Text provided
start

In fact, I changed my mind as I travelled from the airport to MSF's office in Padang when our driver told me about the impact the earthquake had had on his family. Also, I could see people using the river as their key water source for bathing and washing clothes and dishes. It is a common practice in some remote parts of Indonesia, but this should not be the case in Padang, the capital city of West Sumatra.

I also noticed a strange pattern of collapsed buildings – some were totally destroyed, while some next to the rubble were untouched.

I felt guilty about my first impression after I made an assessment in Padang Pariaman (a district near Padang city) nearest to the epicentre and very badly affected by the earthquake. In many villages more than 90 per cent of the houses had either totally collapsed or could not be used. It was raining heavily but villagers were mostly living outside their homes, sleeping on tarpaulins (some lucky ones had been given a tent or better temporary shelter.) In Indonesia, when it rains, it really rains.

I saw a school that had completely collapsed and the students studying in tents. I saw a Puskesmas (a primary health centre) that was so damaged it could not be used, but the healthcare workers were there helping other villagers despite the fact that they too had been victims of the earthquake.

All that I have seen so far may not be the worst, because I have still to visit the worst area. But it is already enough to show me that I was totally wrong, and it is enough to prove that there is a lot that MSF can do for the people.

end

Information provided
start

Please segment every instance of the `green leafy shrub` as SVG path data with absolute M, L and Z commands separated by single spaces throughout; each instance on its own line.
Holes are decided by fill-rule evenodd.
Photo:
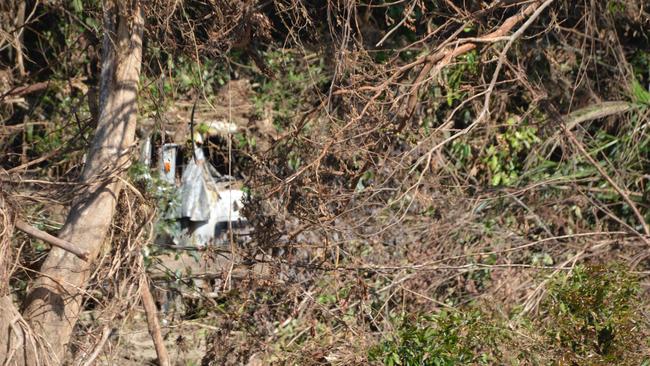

end

Answer these questions from the earthquake account:
1. What were people using the river for?
2. In many villages in Padang Pariaman, what share of the houses had totally collapsed or could not be used?
3. Where were the students from the collapsed school studying?

1. Bathing and washing clothes and dishes.
2. More than 90 per cent.
3. In tents.